Фрагмент документа
»»
Что же движет пьесу? В чем та пружина, которая заставляет следить за всем происходящим с постоянным напряжением и интересом? Вот на какой трудный вопрос надо найти ответ, чтобы приблизиться к разгадке тайны этой драмы, которую сам Чехов считал комедией, чуть ли не фарсом.
Драматургии без конфликта, без борьбы, без столкновения противостоящих сил быть не может, как бы ни менялись эстетические критерии и нормы теории драмы. Все было ясно, пока в драме по классическим канонам сталкивались "добро" и "зло", и соответственно происходило разделение сил на противостоящие фронты сквозного действия и контрсквозного действия. Разделенные таким образом действующие лица драмы боролись за достижение противоположных целей. Термины Станиславского "контрдействие" и "сквозное контрдействие" родились из этой структурной обязательности построения драмы. Столкнувшись с драматургией Чехова, все более и более – от "Иванова" к "Вишневому саду" – укреплявшей новый взгляд на структуру драмы, который стал доминирующим признаком драматургии ХХ века, Станиславский обнаружил, что конфликт перекочевал из области столкновения людей в сферу противостояния позиций, идей, при отсутствии или необязательности прямой человеческой борьбы между "хорошими" и "плохими". Соответственно, по мере укрепления в драматургии чеховского принципа драмы, терял свой смысл и значение термин "контрдействие". Очевидно, поэтому поначалу, при поверхностном взгляде, действенная пружина "Вишневого сада" показалась слабой, вялой. К тому же, многолетнее ворспитание агрессивной обвинительности, неустанный поиск "врага", на которого можно свалить ответственность за все, создали определенный штамп в нашем сознании, постоянно призывающий к "борьбе" в самом примитивном смысле слова, к "преодолению", "выявлению", обвинению и наказанию. Но в том-то и дело, что в "Вишневом саде" нет злодеев. Не борьба против них движет пьесу, равно как и не спасение вишневого сада от злого хищника (хотя слова "хищный зверь" и произносятся в адрес Лопахина, но вроде бы в шутку, вызывая общий смех).
Что же тогда?
««
Записи с указаниями:
»»
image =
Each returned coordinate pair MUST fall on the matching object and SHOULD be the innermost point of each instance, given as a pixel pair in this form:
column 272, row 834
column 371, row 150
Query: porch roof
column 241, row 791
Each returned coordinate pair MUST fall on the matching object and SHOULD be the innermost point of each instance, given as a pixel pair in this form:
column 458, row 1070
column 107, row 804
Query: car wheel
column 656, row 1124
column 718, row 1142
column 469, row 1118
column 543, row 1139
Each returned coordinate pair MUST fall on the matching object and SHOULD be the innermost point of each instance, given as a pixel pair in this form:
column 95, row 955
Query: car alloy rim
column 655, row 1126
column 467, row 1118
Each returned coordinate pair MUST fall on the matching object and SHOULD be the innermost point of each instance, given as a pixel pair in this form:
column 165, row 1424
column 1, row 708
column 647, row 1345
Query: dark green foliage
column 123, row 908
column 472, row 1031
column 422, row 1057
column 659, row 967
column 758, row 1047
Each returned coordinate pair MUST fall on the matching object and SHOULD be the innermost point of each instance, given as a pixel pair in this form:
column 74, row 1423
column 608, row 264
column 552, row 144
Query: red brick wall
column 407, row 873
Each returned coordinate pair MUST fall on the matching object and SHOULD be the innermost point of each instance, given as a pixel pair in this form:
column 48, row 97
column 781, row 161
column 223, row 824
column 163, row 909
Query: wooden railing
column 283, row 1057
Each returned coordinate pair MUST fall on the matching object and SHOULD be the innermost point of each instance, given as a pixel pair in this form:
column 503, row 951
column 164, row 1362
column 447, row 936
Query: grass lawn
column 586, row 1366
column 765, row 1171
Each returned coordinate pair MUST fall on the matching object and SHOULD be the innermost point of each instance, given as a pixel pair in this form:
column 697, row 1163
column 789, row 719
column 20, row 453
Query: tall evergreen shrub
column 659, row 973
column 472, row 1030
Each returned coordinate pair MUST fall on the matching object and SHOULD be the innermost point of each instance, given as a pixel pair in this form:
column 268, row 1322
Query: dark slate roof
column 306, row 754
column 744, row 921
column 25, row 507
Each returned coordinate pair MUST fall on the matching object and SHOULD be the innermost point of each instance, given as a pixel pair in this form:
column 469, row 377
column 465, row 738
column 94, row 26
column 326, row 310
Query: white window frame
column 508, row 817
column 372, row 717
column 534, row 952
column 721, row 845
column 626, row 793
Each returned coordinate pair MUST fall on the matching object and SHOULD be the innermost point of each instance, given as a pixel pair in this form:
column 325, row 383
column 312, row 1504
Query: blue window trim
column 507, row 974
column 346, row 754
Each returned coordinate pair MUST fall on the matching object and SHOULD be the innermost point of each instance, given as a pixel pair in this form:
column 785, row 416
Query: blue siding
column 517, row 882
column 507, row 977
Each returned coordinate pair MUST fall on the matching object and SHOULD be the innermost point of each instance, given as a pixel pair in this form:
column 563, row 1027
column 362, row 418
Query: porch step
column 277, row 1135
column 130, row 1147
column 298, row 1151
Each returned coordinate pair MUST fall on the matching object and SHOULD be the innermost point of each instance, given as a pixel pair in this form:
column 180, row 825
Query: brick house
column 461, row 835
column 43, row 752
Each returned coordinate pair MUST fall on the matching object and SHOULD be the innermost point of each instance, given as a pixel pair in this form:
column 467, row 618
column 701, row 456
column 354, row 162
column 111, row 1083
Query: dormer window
««
Краткая задача
Перепишите часть текста о «Вишневом саде», начиная со слов «Что же движет» и продолжая до слов «ли не фарсом.» включительно, подставив «драму» вместо «пьесу».

Результат упражнения
Что же движет драму? В чем та пружина, которая заставляет следить за всем происходящим с постоянным напряжением и интересом? Вот на какой трудный вопрос надо найти ответ, чтобы приблизиться к разгадке тайны этой драмы, которую сам Чехов считал комедией, чуть ли не фарсом.